→ **Task requirements**:
Set down, please, without alteration, the lines of the entries below from the first through the one containing "# tag a point on each instance of the metal chain".

[Point-per-instance localization data]
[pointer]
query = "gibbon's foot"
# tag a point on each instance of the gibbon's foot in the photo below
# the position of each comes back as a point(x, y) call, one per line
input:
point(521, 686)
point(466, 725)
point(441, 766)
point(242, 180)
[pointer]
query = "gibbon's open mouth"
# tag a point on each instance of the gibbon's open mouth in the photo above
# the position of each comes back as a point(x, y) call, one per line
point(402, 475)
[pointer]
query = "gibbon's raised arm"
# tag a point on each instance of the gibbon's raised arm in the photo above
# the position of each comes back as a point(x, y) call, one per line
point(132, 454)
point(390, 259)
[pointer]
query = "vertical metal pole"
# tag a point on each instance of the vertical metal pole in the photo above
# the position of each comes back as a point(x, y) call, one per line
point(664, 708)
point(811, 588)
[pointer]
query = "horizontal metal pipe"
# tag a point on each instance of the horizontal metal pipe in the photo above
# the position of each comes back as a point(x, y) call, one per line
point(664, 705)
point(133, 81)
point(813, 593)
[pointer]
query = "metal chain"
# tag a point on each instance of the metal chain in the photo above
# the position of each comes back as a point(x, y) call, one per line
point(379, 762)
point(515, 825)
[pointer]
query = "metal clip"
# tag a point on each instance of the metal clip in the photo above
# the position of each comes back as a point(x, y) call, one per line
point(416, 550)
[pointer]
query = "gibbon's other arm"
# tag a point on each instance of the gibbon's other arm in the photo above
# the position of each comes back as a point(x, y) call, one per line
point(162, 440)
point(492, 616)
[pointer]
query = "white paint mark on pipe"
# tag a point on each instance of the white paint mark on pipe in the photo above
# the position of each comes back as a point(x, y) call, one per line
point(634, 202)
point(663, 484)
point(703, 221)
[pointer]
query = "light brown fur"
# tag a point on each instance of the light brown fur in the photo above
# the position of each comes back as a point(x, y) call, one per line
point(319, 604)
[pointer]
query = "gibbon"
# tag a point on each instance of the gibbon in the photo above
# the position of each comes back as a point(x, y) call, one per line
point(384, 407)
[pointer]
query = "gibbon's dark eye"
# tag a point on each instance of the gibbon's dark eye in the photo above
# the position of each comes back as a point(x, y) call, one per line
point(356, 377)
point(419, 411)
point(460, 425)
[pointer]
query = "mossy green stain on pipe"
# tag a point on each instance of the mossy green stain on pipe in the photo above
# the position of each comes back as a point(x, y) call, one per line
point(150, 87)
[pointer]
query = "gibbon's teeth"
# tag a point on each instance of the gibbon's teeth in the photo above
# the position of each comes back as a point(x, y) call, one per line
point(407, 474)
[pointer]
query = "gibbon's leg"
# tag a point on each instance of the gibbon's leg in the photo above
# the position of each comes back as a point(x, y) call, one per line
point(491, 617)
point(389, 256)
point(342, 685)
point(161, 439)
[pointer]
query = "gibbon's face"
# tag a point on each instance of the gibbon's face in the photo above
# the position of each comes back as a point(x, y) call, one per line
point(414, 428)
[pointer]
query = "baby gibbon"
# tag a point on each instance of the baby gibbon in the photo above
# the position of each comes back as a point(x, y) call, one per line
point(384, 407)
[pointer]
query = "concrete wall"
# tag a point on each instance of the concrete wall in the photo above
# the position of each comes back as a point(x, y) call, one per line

→ **Task response**:
[pointer]
query = "gibbon's foot"
# tag a point on each instance of the gibbon's foot in the photo below
# the position of each comes back as a point(x, y) call, one per line
input:
point(521, 686)
point(466, 725)
point(441, 766)
point(242, 180)
[pointer]
query = "gibbon's open mouth"
# tag a point on each instance of the gibbon's open mouth in the photo above
# the position of each comes back as a point(x, y) call, one per line
point(402, 475)
[pointer]
query = "gibbon's raised arm"
# tag a point on each instance of the gibbon's raised arm in the photo above
# the position of each comes back as a point(x, y) call, one per line
point(132, 454)
point(390, 259)
[pointer]
query = "vertical metal pole"
# tag a point on each instance of the vertical metal pole in the photo above
# the position of each comes back as a point(x, y) call, one per line
point(664, 708)
point(811, 588)
[pointer]
query = "horizontal metal pipe"
# tag a point on each instance of the horizontal metal pipe in the photo above
# the position of each comes back as a point(x, y) call, one per line
point(664, 705)
point(133, 81)
point(813, 593)
[pointer]
query = "metal chain"
# tag a point on each instance of the metal chain in the photo above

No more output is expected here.